(ENTRIES SUPPLIED Opens)

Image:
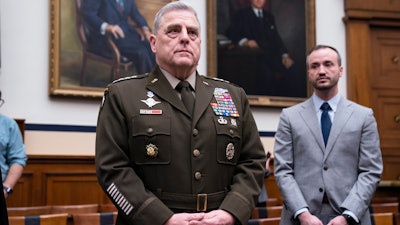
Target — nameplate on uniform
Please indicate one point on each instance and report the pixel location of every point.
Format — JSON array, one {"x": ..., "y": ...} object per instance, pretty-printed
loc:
[{"x": 151, "y": 111}]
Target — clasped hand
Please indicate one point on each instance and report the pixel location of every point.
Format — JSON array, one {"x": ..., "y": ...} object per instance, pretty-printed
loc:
[{"x": 215, "y": 217}]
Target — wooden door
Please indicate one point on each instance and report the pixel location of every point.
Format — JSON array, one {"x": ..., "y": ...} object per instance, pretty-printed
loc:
[{"x": 385, "y": 95}]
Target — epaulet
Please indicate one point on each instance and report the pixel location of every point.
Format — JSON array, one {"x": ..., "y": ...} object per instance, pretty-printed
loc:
[
  {"x": 217, "y": 79},
  {"x": 131, "y": 77}
]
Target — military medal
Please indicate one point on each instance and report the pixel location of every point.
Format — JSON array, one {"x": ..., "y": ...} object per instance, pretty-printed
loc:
[
  {"x": 151, "y": 150},
  {"x": 150, "y": 102},
  {"x": 224, "y": 105},
  {"x": 230, "y": 151}
]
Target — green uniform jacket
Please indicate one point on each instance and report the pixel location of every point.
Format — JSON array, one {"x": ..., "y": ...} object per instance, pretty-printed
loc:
[{"x": 153, "y": 159}]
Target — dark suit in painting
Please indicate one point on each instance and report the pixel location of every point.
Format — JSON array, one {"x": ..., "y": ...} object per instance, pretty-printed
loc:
[
  {"x": 97, "y": 12},
  {"x": 271, "y": 72}
]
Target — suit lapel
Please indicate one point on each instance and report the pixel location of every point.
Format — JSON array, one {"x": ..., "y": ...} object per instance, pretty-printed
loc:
[
  {"x": 311, "y": 120},
  {"x": 341, "y": 118}
]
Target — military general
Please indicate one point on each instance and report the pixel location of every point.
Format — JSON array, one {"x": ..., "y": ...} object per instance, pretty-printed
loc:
[{"x": 175, "y": 147}]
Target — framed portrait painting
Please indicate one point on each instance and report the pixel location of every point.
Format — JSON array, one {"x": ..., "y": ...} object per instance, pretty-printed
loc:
[
  {"x": 264, "y": 51},
  {"x": 75, "y": 70}
]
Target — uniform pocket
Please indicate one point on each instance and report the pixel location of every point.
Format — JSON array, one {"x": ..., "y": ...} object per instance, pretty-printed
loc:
[
  {"x": 151, "y": 139},
  {"x": 228, "y": 139}
]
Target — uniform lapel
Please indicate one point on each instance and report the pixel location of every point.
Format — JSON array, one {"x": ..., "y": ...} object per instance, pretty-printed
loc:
[{"x": 160, "y": 86}]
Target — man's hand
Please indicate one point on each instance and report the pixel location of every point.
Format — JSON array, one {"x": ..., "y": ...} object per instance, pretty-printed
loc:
[
  {"x": 184, "y": 218},
  {"x": 215, "y": 217},
  {"x": 339, "y": 220},
  {"x": 115, "y": 30}
]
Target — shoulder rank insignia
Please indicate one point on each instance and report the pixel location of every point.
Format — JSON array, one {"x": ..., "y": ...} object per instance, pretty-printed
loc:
[
  {"x": 230, "y": 151},
  {"x": 151, "y": 150}
]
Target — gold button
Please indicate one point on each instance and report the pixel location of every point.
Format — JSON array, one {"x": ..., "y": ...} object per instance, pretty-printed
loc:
[
  {"x": 196, "y": 153},
  {"x": 197, "y": 175}
]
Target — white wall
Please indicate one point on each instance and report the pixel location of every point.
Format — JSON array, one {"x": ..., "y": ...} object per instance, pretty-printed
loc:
[{"x": 25, "y": 62}]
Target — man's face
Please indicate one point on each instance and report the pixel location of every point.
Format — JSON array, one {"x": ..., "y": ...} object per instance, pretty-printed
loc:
[
  {"x": 177, "y": 42},
  {"x": 259, "y": 4},
  {"x": 323, "y": 69}
]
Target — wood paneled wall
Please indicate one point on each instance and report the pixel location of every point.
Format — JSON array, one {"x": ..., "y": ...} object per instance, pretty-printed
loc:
[
  {"x": 58, "y": 180},
  {"x": 68, "y": 180}
]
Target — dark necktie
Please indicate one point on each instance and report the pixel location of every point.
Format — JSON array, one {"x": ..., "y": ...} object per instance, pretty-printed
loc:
[
  {"x": 325, "y": 121},
  {"x": 121, "y": 5},
  {"x": 186, "y": 95},
  {"x": 259, "y": 14}
]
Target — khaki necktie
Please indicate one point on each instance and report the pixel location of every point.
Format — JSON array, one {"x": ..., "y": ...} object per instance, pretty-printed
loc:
[{"x": 186, "y": 94}]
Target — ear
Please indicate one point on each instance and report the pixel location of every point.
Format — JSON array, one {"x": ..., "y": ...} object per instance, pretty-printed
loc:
[
  {"x": 152, "y": 41},
  {"x": 341, "y": 71}
]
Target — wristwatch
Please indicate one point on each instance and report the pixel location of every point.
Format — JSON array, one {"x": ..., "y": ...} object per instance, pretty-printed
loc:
[
  {"x": 8, "y": 190},
  {"x": 350, "y": 220}
]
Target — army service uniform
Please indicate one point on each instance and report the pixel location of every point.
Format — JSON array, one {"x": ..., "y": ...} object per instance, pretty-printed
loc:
[{"x": 153, "y": 159}]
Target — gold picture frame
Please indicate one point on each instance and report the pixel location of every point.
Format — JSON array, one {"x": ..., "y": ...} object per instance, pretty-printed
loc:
[
  {"x": 260, "y": 100},
  {"x": 65, "y": 51}
]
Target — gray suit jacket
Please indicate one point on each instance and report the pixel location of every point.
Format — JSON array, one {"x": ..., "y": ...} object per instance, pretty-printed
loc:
[{"x": 348, "y": 170}]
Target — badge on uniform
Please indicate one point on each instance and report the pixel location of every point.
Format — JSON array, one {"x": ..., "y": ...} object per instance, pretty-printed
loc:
[
  {"x": 150, "y": 102},
  {"x": 230, "y": 151},
  {"x": 151, "y": 150},
  {"x": 224, "y": 105}
]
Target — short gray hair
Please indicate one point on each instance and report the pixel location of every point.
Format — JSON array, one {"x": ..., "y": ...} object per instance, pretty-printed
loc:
[{"x": 172, "y": 6}]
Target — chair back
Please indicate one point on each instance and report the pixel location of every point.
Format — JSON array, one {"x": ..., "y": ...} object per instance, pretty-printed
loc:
[
  {"x": 107, "y": 208},
  {"x": 47, "y": 219},
  {"x": 29, "y": 210},
  {"x": 104, "y": 218}
]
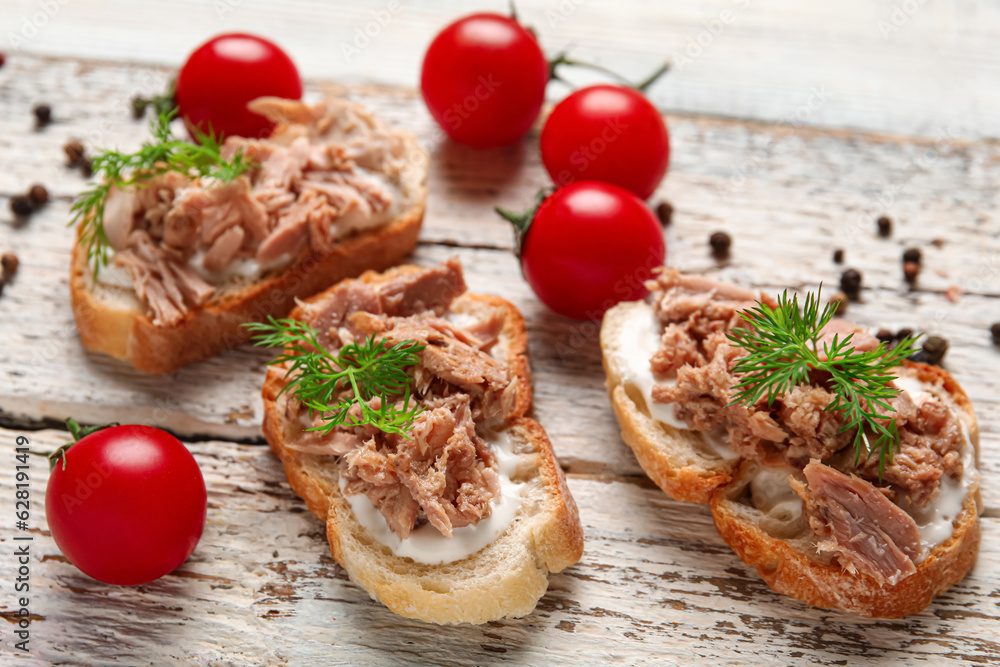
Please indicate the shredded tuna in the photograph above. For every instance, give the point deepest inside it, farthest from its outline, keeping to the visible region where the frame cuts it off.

(ENTRIES SUPPLIED Closes)

#### DIRECTIONS:
Where a line above holds the string "suit", copy that line.

#### RESPONSE BOX:
Target — dark suit in painting
Target — suit lapel
Target — gray suit jacket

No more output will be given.